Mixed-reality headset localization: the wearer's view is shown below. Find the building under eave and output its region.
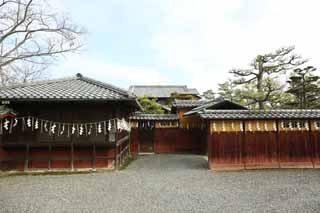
[0,74,140,170]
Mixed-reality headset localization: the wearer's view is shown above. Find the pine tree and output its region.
[230,46,306,109]
[287,66,320,109]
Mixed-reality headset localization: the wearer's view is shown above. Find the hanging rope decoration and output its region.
[0,116,131,137]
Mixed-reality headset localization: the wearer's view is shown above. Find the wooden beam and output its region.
[24,144,30,171]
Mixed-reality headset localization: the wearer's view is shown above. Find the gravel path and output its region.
[0,155,320,213]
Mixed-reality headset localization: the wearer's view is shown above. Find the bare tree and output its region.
[0,0,84,85]
[230,46,306,109]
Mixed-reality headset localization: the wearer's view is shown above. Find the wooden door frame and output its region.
[138,127,156,154]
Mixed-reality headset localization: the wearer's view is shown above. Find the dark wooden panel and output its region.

------------------------------------------------------------------------

__GIVEN PROBLEM__. Rewrite the material above with every "wearer's view" changed to "user's view" and nothing else altered. Leave the pictures out.

__IN RESPONSE__.
Mixed-reality headset localization: the user's view is shown below. Find the building under eave and output its region.
[0,74,140,170]
Mixed-reality headset localization: the user's view is shown above. Find the pine tree and output its region.
[230,46,306,109]
[287,66,320,109]
Mixed-reality headset localization: the user's view is shown above. Find the hanging rope decoration and output its region.
[0,116,131,137]
Mixed-reality headset localization: the user's view is shown above. Find the wooden beam and output its region.
[24,144,30,171]
Mixed-reality headset localization: the user's view is shown above. Find the gravel path and output its region.
[0,155,320,213]
Mixed-reality headset localization: the user's view is shown above. Find the bare tree and output its region.
[0,0,84,85]
[230,46,306,109]
Mixed-reality headset localization: the user's view is shown above. Find the wooden door frame and output its region.
[138,127,156,154]
Mixed-reality headset localization: the user's view is shown above. Find the dark wooden panel and output its region.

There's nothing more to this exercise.